▶ **PROVIDED PASSAGE**:

The Lord’s Day Evening

June 27, 2010




2 Corinthians 5:16-6:2


“The Gospel-Centered
Life (2): What the Gospel
Is

Dr. Derek W. H. Thomas



Praise waits for Thee in Zion, Lord, to Thee vows paid shall b,e for
Thou the hearer art of prayer, all flesh shall come to Thee.
Let us worship God.

Now if you weren’t here last Sunday evening I did something which I’m not
accustomed to doing and that is I gave the congregation homework.
And I have some of the answers here and others of you can give it to me
as you leave. (laughter)
You will not be allowed to leave until you give me the assignment.
And the assignment was, and I want to put these here to I don’t forget
them – the assignment was to write down in fifty words or less the answer to the
question, “What is the Gospel?” It’s
been a fascinating project. Some of
you have been corresponding with me in the course of this week.
I’ve been thrilled to bits by your enthusiasm.

▶ **ENTRIES PROVIDED**:
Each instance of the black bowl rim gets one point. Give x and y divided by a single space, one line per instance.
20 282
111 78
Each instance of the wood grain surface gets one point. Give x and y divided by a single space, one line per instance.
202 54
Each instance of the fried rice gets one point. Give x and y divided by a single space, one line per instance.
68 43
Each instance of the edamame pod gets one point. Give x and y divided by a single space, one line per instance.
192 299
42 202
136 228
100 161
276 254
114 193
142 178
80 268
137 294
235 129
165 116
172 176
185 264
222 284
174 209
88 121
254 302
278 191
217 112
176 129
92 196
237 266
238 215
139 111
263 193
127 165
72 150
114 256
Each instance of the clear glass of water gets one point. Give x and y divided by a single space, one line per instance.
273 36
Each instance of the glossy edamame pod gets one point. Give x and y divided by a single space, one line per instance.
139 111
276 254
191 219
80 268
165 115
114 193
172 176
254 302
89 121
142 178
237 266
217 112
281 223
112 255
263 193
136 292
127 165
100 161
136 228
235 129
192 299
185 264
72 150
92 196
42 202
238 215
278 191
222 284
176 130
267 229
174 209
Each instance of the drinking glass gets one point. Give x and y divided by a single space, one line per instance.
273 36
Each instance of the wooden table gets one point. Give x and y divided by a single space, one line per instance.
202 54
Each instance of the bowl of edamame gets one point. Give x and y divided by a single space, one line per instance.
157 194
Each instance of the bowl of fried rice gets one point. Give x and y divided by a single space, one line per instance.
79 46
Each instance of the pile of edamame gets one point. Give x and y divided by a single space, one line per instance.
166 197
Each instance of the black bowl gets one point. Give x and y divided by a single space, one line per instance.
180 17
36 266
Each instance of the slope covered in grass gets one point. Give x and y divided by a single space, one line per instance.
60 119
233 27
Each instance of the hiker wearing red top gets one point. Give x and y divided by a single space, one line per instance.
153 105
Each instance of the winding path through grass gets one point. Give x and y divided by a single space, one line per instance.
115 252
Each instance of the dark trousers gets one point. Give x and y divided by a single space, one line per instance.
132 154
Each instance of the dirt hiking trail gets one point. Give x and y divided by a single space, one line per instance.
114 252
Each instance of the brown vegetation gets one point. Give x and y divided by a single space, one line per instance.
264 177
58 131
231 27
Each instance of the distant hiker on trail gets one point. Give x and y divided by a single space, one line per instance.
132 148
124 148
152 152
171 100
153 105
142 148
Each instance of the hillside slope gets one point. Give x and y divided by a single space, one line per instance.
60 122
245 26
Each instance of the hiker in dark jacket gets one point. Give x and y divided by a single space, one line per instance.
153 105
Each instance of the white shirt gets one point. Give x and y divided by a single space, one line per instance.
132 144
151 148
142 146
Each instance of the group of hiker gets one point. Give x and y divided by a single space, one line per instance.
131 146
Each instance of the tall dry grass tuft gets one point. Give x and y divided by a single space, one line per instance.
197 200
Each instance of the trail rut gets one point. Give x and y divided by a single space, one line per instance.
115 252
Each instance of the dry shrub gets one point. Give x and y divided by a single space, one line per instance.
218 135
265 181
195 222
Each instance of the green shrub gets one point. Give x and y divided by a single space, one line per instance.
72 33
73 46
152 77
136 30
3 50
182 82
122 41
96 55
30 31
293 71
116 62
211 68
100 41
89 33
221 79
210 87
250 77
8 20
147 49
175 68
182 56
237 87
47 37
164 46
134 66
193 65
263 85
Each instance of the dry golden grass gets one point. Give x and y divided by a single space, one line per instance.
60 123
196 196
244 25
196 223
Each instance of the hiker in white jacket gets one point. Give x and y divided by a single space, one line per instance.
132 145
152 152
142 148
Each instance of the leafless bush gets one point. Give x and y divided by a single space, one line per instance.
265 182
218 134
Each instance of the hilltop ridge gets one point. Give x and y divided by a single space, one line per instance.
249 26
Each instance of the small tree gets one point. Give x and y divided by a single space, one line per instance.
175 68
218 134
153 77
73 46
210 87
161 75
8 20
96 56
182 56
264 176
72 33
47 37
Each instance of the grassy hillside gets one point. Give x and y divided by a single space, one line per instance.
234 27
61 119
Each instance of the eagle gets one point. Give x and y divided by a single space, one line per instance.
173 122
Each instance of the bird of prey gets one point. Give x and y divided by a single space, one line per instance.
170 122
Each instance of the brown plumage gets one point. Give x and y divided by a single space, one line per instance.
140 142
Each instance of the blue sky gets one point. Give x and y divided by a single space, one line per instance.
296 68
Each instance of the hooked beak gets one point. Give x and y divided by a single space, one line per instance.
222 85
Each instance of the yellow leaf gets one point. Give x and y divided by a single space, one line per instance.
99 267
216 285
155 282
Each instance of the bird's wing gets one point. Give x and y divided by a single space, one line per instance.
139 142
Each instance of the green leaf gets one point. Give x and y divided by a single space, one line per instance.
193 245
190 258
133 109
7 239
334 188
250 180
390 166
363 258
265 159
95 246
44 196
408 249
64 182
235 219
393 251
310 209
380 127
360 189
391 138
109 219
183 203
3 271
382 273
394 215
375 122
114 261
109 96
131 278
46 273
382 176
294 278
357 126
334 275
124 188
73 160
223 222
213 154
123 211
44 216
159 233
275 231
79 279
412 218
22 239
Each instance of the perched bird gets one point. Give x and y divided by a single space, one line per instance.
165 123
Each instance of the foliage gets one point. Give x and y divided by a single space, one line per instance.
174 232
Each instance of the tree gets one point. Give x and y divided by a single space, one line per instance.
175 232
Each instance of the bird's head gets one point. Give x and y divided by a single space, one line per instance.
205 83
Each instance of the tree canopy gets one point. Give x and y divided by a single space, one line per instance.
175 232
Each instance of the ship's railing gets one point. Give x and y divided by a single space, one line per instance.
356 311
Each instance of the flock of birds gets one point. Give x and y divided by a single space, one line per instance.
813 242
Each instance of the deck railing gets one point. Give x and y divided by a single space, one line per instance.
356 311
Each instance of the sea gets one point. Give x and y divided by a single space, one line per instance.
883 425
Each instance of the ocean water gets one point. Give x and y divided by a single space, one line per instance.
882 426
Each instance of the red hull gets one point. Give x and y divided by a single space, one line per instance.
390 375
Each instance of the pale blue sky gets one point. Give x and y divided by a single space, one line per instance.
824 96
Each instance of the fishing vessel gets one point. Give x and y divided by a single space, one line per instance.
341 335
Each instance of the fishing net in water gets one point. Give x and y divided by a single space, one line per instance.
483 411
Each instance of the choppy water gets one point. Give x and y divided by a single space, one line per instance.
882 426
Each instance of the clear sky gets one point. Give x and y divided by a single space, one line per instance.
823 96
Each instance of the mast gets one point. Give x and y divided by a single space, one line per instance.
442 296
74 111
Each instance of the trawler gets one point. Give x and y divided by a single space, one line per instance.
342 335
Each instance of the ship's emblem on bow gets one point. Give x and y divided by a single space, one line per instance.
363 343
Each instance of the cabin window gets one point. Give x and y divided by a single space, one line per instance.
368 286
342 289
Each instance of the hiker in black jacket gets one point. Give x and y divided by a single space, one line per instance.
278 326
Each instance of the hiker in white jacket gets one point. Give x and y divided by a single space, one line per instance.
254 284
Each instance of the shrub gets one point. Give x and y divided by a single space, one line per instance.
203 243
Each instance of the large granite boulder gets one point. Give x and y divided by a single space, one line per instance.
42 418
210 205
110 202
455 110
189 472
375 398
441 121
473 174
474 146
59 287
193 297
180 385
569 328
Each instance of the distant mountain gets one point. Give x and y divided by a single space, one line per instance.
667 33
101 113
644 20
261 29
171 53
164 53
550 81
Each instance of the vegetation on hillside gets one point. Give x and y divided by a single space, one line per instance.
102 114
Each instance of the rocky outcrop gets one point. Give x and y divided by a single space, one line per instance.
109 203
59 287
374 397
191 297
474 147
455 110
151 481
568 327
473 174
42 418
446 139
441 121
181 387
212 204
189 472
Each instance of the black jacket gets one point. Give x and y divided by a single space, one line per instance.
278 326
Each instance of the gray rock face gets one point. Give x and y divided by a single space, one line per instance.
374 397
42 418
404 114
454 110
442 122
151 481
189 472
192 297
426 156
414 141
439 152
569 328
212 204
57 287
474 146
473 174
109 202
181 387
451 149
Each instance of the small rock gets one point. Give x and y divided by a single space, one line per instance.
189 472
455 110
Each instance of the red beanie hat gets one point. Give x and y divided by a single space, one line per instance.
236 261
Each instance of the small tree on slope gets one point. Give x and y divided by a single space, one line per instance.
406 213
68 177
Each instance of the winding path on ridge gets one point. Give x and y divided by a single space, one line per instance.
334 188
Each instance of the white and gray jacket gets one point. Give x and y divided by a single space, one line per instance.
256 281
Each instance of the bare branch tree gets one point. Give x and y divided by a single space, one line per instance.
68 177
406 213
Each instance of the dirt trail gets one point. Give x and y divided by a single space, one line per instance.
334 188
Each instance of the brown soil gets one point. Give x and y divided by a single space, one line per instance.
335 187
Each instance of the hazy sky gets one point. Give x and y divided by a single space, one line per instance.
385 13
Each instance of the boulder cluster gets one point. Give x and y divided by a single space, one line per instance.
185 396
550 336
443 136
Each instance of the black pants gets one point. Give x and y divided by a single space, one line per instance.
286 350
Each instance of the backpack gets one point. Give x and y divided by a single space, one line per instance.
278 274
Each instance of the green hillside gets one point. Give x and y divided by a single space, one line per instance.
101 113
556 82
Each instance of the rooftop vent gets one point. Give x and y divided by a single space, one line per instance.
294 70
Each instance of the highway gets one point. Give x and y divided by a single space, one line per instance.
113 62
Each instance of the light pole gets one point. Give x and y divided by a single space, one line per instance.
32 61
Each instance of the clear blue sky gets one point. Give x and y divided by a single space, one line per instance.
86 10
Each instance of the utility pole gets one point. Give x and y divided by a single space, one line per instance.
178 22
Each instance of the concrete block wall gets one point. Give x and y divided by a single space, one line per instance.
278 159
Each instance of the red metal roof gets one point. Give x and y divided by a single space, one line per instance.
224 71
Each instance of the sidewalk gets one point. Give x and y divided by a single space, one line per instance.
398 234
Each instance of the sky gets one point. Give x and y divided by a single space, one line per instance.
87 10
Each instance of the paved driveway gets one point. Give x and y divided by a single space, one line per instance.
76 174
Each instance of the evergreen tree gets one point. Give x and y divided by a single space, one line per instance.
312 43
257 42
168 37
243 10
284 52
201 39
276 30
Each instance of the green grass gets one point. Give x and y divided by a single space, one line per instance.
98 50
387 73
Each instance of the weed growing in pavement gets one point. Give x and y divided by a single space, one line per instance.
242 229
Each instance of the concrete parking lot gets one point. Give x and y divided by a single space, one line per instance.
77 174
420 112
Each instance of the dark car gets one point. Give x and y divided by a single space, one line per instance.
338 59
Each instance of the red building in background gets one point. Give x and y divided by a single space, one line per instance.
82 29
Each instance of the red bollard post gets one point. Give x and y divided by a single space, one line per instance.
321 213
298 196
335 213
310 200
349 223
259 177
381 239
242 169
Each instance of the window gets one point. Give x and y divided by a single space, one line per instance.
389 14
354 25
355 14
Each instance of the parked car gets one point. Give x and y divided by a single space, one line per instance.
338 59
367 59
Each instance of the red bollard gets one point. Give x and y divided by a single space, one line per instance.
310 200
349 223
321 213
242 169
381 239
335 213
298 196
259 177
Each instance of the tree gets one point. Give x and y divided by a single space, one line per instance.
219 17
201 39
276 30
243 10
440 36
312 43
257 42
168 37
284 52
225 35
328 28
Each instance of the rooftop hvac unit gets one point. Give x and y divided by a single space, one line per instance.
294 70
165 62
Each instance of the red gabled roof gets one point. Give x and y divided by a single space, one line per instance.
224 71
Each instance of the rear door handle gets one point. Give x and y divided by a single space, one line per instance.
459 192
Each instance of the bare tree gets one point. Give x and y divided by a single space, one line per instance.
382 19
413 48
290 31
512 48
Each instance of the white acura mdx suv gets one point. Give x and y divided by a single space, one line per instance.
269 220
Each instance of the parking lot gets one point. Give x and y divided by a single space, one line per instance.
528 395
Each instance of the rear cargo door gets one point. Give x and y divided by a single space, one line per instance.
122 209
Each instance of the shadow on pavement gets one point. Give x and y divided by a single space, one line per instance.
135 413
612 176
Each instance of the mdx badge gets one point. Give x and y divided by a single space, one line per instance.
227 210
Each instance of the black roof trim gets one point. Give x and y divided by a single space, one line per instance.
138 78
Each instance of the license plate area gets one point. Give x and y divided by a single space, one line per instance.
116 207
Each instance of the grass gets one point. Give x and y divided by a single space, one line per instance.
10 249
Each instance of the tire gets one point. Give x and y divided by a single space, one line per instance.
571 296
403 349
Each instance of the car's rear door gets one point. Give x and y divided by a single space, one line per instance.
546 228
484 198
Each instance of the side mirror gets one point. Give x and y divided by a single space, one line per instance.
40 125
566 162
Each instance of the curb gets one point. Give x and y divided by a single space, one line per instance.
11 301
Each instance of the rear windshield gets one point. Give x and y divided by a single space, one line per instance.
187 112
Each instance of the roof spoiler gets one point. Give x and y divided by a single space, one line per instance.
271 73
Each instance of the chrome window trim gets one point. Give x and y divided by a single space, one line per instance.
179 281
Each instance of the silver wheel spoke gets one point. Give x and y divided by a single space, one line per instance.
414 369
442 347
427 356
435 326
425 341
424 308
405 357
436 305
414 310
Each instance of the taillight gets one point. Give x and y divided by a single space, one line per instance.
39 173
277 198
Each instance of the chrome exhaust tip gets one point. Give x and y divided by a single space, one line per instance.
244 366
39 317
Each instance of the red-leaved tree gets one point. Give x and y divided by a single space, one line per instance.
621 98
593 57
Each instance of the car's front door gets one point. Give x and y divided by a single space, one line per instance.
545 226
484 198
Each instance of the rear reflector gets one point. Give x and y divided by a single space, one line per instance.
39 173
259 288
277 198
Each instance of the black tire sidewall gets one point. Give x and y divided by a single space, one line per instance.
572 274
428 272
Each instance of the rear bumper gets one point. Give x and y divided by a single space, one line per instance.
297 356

▶ **EXERCISE TASK**: Print the sermon transcript above between "Praise waits for" and "of this week.", inclusive, with the wording unchanged.

▶ **SOLVED EXERCISE**:
Praise waits for Thee in Zion, Lord, to Thee vows paid shall b,e for
Thou the hearer art of prayer, all flesh shall come to Thee.
Let us worship God.

Now if you weren’t here last Sunday evening I did something which I’m not
accustomed to doing and that is I gave the congregation homework.
And I have some of the answers here and others of you can give it to me
as you leave. (laughter)
You will not be allowed to leave until you give me the assignment.
And the assignment was, and I want to put these here to I don’t forget
them – the assignment was to write down in fifty words or less the answer to the
question, “What is the Gospel?” It’s
been a fascinating project. Some of
you have been corresponding with me in the course of this week.